#### ТЕКСТ ДОКУМЕНТА
=====
Но, несмотря на сопротивление семьи моего отца, брак моих родителей состоялся.
Брак моих родителей был несчастлив, так как через полгода после свадьбы моего отца разбил паралич, и он уже до самой своей смерти в 1899 году никогда не был вполне здоров.
Я родился в квартире моей тетки, Варвары Федоровны Судзиловской. В этой же квартире в то же время лежал мой больной отец.
Когда я был маленьким, меня и мою мать лечил доктор Браже. Это был уже в то время глубокий старик, необычайно худой и высокий, очень некрасивый. Говорил он по-русски плохо, но считал нужным шутить с больными детьми, и пугал их «козой рогатой», наставляя на их грудь свои два огромных, длинных пальца. Как мне говорили, я трясся от ужаса. В Митаве было всего несколько докторов, все исключительно немцы. Но частной практики у них было мало, а частных приемов не было вовсе.
=====
#### ЗАПИСИ
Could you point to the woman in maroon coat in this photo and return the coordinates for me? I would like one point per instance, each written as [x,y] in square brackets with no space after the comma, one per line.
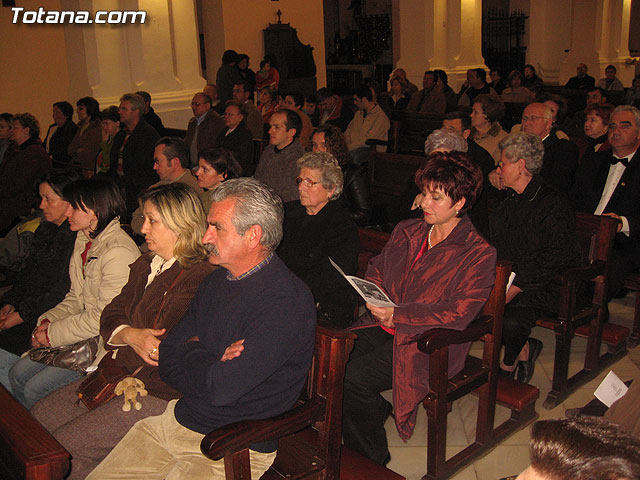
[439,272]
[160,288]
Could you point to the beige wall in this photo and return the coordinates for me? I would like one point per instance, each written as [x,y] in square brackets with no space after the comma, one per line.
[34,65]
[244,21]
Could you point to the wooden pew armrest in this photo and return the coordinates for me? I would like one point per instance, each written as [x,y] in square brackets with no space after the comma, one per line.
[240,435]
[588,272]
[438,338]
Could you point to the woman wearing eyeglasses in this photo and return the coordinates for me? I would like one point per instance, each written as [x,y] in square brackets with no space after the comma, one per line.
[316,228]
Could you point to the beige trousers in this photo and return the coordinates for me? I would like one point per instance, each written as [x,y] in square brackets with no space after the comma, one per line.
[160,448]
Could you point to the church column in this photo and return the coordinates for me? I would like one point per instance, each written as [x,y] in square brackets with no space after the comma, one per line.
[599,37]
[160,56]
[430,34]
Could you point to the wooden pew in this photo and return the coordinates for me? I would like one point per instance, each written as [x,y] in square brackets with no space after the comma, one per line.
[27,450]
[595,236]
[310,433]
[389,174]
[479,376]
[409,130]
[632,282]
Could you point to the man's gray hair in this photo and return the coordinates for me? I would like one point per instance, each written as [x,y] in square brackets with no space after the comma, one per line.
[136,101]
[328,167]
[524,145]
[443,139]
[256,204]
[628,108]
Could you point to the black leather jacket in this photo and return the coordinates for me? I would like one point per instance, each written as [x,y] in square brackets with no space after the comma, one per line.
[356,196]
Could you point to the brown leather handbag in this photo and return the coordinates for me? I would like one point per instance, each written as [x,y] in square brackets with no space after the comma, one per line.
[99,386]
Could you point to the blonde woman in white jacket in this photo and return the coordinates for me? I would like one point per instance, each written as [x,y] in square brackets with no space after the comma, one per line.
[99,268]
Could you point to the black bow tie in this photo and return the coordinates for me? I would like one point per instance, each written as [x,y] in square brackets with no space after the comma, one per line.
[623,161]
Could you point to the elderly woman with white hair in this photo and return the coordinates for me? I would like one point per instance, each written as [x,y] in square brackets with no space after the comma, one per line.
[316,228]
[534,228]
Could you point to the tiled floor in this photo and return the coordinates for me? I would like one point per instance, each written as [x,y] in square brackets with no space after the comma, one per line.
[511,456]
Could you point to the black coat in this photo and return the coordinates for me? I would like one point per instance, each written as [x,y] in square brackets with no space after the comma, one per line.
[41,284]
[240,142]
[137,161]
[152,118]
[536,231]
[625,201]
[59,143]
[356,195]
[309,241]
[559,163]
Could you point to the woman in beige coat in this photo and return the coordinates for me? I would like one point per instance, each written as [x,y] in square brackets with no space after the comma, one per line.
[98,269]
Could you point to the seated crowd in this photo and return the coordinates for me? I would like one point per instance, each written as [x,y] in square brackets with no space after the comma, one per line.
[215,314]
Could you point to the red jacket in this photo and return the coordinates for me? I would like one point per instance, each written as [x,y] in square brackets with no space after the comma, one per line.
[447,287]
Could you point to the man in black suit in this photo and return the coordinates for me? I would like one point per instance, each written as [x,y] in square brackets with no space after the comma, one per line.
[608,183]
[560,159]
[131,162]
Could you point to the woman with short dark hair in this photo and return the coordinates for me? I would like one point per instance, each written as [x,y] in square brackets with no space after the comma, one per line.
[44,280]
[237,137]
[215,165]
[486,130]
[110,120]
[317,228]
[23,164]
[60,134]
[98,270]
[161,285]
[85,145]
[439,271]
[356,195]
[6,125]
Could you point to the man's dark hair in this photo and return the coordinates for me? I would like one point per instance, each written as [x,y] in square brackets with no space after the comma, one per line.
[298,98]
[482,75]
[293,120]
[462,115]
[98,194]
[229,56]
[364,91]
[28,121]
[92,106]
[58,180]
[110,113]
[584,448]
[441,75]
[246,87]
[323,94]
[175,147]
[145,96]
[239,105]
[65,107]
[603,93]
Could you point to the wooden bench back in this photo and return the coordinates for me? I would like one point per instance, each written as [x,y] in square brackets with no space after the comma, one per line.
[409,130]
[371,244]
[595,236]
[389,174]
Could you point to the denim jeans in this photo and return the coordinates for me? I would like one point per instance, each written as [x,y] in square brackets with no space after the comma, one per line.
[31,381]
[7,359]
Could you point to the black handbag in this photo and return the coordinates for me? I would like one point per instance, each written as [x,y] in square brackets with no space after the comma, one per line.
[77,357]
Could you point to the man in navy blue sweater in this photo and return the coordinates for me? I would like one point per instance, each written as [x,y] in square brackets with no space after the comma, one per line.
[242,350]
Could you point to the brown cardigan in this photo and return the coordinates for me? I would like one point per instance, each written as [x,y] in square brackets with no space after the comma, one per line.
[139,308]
=====
#### ЗАДАНИЯ
1. В каком году умер отец рассказчика, согласно тексту воспоминаний?
2. Какими словами в тексте воспоминаний описана внешность доктора Браже? Перечислите их все.
3. Продолжите текст воспоминаний после его последней фразы.

#### ОТВЕТЫ
1. В 1899 году.

2. Глубокий старик, необычайно худой, высокий, очень некрасивый.

3.
Когда отец поправился, оказалось, что оставаться ему в должности делопроизводителя по хозяйственной части в резервном батальоне невозможно, так как жалованья, 40 рублей в месяц, на содержание семьи совершенно не хватало. Поэтому отец выхлопотал себе место делопроизводителя сначала Гродно-Газенпотского, а потом Либавского воинского начальника.
Газенпот был маленьким уездным городком Курляндской губернии даже не на железнодорожной линии.
Туда мои родители со мной переехали в 1889 году.
Но жизнь от этого стала не лучше.
Отец оказался человеком слабохарактерным, уступчивым, легкомысленным и беззаботным. Поэтому он попадал под влияние сослуживцев, иногда разных проходимцев и забулдыг и втягивался в пьяные компании. В Газенпоте и Либаве он стал пить. Это не только разрушающе влияло на скромный бюджет моих родителей, но вселяло в мою мать постоянный страх, что у отца отнимут ключи и печати от военных имущественных складов, которыми он заведовал по должности делопроизводителя. Часто приходила она к отцу, сидящему в пьяной компании, чтобы взять у него ключи и удостоверяться, что со складами все в порядке.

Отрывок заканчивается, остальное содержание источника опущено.